What to produce - Reproduce, word for word, the part of the Filebeat forum thread that starts at "My Apologies I’m" and stops after "you very much!".

Text block -
····················

As for the logs with FileBeat probably need to use the multiline.

Also, Can you give me a mockup log from that text file. I can copy it and ingest it in my Lab server perhaps come up with a solution for you. I believe you stated that your using FileBeat?

Oh yeah, Thanks for enlightening me. Ok I understand now.
My Apologies I’m starting to get old :laughing:

Oh, I’m so sorry if I sounded rude, English it’s my second language, so, I’m still learning the small details of polite communication, forgive me, and without your help, I still would be lost, so, thank you very much!

As for the logs with FileBeat probably need to use the multiline.

I’m not having trouble with the multiline because my log file it is saving line by line, in other words, each line it’s a single event.

Also, Can you give me a mockup log from that text file. I can copy it and ingest it in my Lab server perhaps come up with a solution for you. I believe you stated that your using FileBeat?

Oh yeah, for sure, I will send to you as a particular message, thanks again!
And yeah, I’m using Filebeat as the sipper for the Graylog Sidecar.

Oh your good :+1: I normally look into members previous post/s but this time I forgot.

Hi @gsmith,

I didn’t find a way to upload the file, so, you can grab it here.
https://drive.google.com/file/d/1c19q__m7Ln5w4sjj7dWmAxJgIu3DfB4J/view?usp=sharing

Ps: I almost forgot, this is my sidecar/filebeat configuration.

····················

Provided material -

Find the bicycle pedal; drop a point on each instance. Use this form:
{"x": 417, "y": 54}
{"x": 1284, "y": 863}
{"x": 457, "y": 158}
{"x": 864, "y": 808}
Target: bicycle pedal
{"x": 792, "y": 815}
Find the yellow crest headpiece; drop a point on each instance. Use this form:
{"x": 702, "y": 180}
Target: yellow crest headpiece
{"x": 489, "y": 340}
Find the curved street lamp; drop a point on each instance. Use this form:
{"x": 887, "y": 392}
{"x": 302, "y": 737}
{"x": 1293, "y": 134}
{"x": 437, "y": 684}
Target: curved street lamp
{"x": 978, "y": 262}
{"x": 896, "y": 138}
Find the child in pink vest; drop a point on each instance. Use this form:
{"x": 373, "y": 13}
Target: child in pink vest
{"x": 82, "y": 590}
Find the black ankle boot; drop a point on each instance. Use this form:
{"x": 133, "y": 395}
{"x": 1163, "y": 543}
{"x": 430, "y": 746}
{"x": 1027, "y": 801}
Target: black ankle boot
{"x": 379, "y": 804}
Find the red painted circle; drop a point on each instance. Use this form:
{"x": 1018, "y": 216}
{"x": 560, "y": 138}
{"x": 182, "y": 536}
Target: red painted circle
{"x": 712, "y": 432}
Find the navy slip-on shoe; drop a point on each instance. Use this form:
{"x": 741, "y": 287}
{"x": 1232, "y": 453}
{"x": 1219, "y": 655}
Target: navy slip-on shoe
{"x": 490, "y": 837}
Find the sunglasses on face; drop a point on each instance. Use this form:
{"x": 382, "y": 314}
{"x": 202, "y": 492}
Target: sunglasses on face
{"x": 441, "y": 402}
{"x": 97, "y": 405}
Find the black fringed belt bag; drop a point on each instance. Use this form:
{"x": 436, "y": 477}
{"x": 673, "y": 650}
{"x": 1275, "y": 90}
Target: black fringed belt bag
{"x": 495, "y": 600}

····················

Task answer -
My Apologies I’m starting to get old :laughing:

Oh, I’m so sorry if I sounded rude, English it’s my second language, so, I’m still learning the small details of polite communication, forgive me, and without your help, I still would be lost, so, thank you very much!